Dataset -
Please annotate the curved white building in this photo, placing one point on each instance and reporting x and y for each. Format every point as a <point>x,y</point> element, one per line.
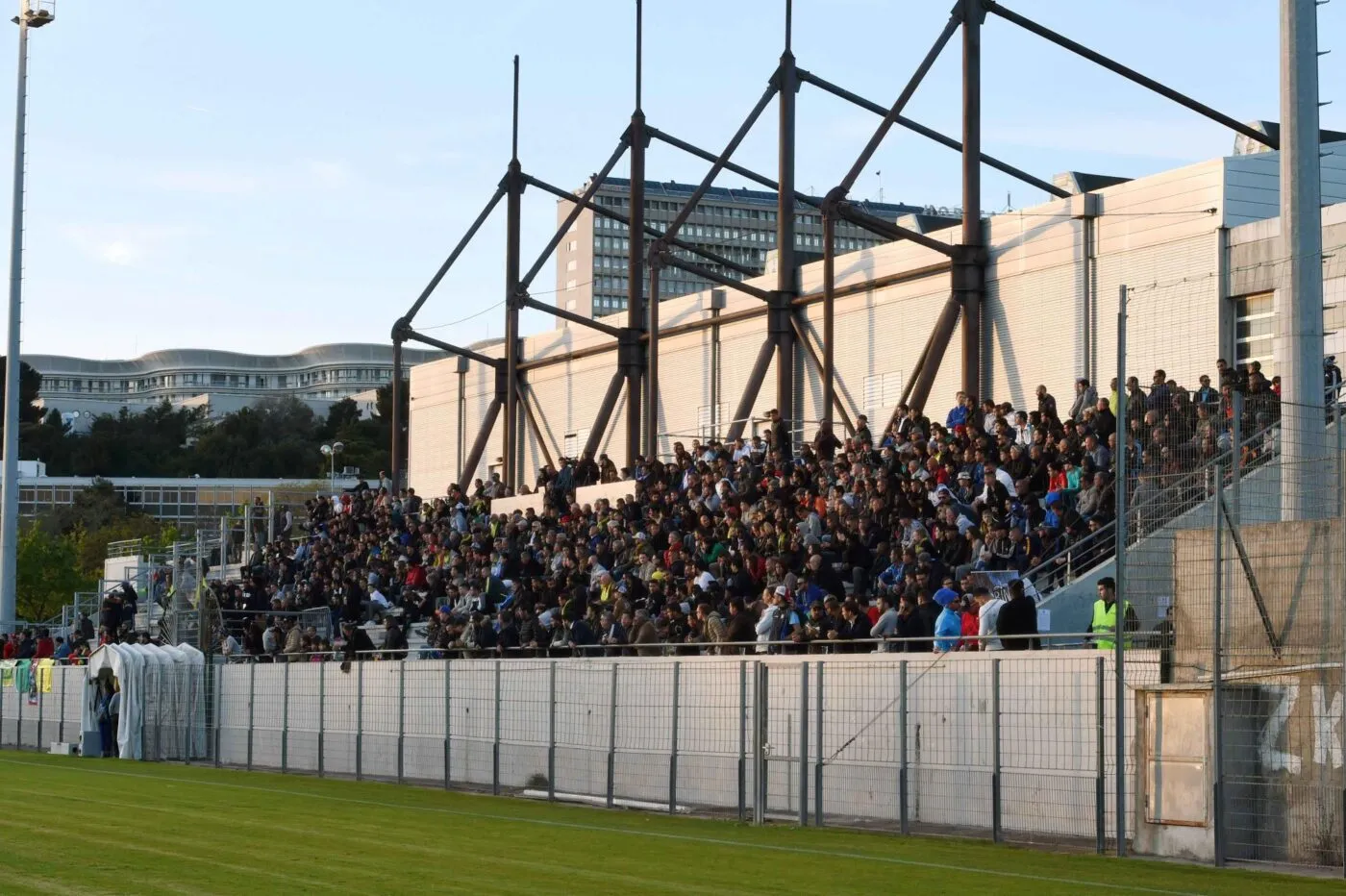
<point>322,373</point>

* * *

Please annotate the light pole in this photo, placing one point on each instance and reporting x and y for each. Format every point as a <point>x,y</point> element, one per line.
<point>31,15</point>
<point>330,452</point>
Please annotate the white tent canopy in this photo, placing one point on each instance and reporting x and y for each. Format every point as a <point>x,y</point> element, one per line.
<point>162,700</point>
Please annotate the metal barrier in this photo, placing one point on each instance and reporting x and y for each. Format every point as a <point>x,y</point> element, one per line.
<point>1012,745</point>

* * *

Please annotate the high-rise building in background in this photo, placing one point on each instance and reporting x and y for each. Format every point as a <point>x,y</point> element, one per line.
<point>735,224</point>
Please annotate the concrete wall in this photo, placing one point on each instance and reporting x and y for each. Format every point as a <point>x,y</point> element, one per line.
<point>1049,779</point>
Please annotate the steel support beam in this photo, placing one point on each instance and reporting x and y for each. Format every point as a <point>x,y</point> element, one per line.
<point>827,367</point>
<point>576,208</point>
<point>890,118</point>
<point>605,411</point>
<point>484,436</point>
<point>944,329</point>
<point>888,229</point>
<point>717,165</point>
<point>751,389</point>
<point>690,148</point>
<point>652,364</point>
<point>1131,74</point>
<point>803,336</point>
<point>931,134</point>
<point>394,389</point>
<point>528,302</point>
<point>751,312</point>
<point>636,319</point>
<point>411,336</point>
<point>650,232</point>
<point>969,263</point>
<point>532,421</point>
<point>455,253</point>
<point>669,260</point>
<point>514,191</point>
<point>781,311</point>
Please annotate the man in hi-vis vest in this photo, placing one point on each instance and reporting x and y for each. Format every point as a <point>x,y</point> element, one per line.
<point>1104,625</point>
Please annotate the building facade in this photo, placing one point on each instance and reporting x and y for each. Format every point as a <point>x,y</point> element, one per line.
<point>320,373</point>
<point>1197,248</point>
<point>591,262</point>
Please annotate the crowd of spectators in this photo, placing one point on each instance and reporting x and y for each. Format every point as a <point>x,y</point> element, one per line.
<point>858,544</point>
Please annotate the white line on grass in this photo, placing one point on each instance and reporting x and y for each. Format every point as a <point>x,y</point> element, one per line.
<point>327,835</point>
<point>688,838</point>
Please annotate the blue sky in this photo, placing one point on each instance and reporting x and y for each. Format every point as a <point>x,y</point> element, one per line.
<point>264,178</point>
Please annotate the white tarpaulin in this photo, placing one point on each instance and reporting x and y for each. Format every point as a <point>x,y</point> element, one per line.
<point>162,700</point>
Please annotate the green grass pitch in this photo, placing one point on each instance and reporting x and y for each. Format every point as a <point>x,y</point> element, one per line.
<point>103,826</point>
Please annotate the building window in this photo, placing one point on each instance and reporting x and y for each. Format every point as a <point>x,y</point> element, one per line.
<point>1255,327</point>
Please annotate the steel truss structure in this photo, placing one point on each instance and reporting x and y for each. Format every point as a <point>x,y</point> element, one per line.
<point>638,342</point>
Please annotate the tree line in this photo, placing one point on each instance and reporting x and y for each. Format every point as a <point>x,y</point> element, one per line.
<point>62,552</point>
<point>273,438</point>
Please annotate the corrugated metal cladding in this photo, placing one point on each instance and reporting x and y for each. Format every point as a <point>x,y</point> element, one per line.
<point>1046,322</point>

Exercise goal - Can you reproduce, character for character, the lines from the one containing "Please annotate the corrugated" through the one containing "<point>1046,322</point>", with both of those lines included?

Written solution -
Please annotate the corrugated metal cladding in this photo, placing one point on each instance and reporting x and y for each. Format every point as a <point>x,y</point> element, one per line.
<point>1046,322</point>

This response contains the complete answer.